### [TEXT BLOCK]

=-=-=-=-=

Only due delayed tasks or legitimately retryable tasks may become runnable again.

4. At-least-once execution is normal #

This system usually allows duplicate execution on worker crash or lost ack. Exactly-once is not the default invariant.

Step 5 - Execution Context #

For the strict baseline task queue:

Field	Value	Why
Topology	single service distributed	one logical task-queue service spread across many nodes
Write coordination scope	per object scope	correctness is per `task_id` and per shard ownership scope
Read consistency target	strong only	claim/ack/fail paths must use authoritative task state
Holder model	client	workers temporarily hold claimed tasks
Compensation acceptable?	No	wrong claim/ack/fail decisions cannot be repaired safely afterward

Derived implications #

holder_may_crash = true
- workers can crash while holding claimed tasks
cross_service_write = false
- baseline keeps task state, routing, and ownership within one logical service
bounded_staleness_allowed = false
- claim/ack/fail paths must use authoritative execution state
cross_service_atomicity_required = false
- no multi-service transaction in baseline
exclusive_claim_required = true
- one worker should hold a task attempt at a time
guarded_by_current_state = true
- claim, ack, fail, retry, and promotion all depend on current lifecycle state

What this implies #

This pushes us toward:

one authoritative owner per shard
explicit task execution state machine
claim timeout modeled as lease-like worker ownership
strong reads on the task-state hot path

Step 6 - Deterministic Mechanism Selection #

Path	Write shape	Base mechanism	Required companions
`P1` enqueue task	append-only event	append log	request id dedup
`P2` reserve/claim task	exclusive claim	lease	claim token, claim timeout
`P3` ack task success	guarded state transition	CAS on `(state, version)` or leader-applied guarded transition	claim token
`P4` fail/retry task	guarded state transition	CAS on `(state, version)` or leader-applied guarded transition	claim token, retry policy
`P5` requeue timed-out or retryable task	guarded state transition	leader-applied guarded transition	claim token, timeout scan
`P6` promote delayed task	guarded state transition	leader-applied guarded transition	due-time index
`P7` route to shard owner	exclusive claim	lease	fencing token, heartbeat
`P8` reassign shard ownership	guarded state transition	CAS on `(state, version)`	fencing token, shard catch-up check

Why these fit #

Enqueue #

Task submission is immutable fact recording, so append-only fits naturally.

Claim #

Task execution ownership is temporary and exclusive, which is effectively a lease.

Ack / fail #

These are not blind updates. They must verify the current claim token and state, so they are guarded transitions.

Retry / delayed promotion #

These depend on current lifecycle state plus time predicates, so guarded transitions fit.

=-=-=-=-=

### [DATA SUPPLIED]
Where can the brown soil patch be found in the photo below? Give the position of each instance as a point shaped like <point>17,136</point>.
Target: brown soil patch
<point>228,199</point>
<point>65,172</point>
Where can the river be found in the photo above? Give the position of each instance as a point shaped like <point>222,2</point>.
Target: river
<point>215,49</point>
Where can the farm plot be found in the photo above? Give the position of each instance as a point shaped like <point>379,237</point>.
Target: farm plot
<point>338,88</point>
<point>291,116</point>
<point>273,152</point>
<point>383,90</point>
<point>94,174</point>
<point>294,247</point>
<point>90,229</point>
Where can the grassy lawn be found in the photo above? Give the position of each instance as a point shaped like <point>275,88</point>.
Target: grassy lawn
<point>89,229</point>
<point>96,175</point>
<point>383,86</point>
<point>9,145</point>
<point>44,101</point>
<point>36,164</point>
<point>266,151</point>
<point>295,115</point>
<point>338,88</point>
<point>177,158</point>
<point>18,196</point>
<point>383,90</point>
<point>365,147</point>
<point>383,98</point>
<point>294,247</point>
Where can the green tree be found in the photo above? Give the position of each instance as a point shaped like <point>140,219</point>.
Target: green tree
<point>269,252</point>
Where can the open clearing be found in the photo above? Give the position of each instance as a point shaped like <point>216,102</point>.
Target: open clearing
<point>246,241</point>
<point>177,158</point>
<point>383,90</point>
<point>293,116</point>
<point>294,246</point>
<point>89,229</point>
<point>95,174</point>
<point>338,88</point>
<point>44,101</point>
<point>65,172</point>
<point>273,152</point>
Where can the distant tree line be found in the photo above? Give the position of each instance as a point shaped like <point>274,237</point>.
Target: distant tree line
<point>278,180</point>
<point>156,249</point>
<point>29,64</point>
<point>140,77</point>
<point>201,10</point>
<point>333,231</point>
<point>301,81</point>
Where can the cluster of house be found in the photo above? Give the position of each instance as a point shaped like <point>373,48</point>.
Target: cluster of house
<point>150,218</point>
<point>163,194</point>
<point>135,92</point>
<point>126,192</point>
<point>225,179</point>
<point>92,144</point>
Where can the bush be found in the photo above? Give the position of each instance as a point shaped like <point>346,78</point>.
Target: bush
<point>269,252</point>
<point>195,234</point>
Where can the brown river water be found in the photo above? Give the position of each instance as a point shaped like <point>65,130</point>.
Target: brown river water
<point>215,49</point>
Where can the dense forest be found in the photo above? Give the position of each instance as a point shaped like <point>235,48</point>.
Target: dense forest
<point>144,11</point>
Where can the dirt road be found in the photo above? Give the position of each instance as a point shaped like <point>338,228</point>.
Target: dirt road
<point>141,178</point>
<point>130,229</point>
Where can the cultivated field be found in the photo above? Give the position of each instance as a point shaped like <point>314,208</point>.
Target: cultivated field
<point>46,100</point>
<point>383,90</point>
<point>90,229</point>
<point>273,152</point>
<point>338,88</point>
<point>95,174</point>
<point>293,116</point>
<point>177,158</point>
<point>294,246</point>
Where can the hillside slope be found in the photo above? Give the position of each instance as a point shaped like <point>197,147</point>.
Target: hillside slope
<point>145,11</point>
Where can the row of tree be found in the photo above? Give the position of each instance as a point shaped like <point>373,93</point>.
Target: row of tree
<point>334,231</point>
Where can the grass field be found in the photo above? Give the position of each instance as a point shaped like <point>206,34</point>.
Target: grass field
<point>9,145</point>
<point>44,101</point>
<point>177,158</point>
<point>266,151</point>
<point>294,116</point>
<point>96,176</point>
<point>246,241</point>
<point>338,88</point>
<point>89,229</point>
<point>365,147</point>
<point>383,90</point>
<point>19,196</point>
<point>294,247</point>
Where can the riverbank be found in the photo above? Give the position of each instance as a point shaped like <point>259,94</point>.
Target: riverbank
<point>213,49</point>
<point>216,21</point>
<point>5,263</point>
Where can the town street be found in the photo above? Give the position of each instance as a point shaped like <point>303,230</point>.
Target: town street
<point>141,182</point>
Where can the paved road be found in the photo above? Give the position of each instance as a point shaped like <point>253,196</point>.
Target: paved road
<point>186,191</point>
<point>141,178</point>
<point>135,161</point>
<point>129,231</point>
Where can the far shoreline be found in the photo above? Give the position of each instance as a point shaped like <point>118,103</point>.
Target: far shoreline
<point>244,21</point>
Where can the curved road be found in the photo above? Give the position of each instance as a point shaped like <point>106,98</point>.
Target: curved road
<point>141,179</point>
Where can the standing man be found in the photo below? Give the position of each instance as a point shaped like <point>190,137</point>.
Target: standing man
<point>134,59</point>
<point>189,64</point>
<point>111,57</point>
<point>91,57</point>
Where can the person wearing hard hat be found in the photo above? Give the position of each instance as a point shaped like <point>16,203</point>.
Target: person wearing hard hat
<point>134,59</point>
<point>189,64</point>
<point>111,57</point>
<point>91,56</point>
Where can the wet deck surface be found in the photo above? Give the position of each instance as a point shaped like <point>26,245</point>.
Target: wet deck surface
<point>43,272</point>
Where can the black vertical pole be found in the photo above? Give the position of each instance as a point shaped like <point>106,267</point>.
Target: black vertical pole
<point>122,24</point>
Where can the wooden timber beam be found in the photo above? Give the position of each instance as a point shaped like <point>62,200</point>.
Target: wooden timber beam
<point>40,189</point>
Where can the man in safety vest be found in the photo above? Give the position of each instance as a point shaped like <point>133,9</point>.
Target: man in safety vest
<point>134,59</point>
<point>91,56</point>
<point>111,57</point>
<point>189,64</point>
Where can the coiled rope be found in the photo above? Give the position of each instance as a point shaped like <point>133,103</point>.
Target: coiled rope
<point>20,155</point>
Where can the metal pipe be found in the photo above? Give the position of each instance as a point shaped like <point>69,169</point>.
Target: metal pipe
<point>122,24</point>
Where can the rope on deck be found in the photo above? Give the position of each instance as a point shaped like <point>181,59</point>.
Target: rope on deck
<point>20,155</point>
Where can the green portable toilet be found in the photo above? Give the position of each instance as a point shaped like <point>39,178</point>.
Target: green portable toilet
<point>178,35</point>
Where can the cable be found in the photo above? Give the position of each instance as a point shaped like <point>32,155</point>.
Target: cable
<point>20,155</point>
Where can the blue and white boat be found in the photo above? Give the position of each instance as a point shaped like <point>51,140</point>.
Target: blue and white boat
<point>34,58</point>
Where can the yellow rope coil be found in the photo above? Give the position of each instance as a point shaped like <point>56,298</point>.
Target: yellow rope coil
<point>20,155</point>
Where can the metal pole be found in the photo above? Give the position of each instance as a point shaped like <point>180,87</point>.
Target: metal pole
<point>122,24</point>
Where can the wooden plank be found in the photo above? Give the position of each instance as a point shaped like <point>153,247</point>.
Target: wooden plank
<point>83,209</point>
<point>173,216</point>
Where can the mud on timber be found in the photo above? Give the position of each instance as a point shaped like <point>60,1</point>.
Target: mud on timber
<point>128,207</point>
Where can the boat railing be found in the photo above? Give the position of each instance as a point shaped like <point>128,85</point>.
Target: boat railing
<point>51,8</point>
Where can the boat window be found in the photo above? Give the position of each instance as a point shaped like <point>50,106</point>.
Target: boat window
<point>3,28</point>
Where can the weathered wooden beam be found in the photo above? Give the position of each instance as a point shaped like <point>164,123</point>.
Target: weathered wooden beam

=-=-=-=-=

### [WHAT IS BEING ASKED]
Write out the passage from the task-queue design notes that begins with the words containing "Task submission is" and ends with "are guarded transitions.". The entries are separate material and have no connection to the task-queue design notes.

### [TASK RESULT]
Task submission is immutable fact recording, so append-only fits naturally.

Claim #

Task execution ownership is temporary and exclusive, which is effectively a lease.

Ack / fail #

These are not blind updates. They must verify the current claim token and state, so they are guarded transitions.